Filter the items below: which lines contain the string "shirt"? Copy each such line.

[Bounding-box records]
_ _ _
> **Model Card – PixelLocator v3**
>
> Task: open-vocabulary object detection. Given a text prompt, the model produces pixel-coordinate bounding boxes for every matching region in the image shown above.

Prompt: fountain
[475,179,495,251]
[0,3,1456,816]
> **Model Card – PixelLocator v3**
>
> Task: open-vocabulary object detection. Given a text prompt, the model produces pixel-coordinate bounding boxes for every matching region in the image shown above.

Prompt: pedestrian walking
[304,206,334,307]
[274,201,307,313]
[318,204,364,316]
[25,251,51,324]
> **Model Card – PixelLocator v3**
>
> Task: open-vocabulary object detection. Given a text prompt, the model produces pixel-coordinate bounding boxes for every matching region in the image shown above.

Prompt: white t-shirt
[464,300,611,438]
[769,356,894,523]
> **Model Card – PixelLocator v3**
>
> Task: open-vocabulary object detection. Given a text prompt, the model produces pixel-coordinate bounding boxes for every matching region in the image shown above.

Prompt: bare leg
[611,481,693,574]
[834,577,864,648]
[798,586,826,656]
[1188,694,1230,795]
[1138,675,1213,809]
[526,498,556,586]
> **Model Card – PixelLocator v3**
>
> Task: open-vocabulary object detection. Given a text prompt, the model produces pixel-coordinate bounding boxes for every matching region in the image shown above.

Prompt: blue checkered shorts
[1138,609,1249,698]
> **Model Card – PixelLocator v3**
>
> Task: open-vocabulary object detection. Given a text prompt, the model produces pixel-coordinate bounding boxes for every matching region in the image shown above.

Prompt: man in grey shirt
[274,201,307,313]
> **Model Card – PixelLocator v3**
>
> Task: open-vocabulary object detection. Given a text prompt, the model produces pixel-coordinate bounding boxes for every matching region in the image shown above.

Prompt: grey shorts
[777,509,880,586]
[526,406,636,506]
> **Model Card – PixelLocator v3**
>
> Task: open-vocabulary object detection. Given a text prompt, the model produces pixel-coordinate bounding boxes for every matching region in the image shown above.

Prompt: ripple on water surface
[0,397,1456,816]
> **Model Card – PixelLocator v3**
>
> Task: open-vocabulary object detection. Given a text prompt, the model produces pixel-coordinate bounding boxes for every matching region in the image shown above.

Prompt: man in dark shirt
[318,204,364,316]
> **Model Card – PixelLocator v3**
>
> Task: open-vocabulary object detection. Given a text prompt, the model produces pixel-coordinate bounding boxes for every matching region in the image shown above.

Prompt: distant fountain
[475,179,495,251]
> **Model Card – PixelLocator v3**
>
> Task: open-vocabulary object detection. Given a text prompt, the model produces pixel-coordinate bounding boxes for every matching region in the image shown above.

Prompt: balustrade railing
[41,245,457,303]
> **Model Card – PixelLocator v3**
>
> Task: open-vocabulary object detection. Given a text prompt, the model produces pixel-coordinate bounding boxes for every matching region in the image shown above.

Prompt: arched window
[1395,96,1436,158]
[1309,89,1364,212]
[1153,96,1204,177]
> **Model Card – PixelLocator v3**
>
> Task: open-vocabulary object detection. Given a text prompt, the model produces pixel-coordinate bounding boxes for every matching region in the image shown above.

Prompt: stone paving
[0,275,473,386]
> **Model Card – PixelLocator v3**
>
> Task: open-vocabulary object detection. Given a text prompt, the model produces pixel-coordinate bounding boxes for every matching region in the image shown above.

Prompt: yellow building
_ _ _
- [Exercise solution]
Prompt: white t-shirt
Prompt: man in grey shirt
Prompt: man in dark shirt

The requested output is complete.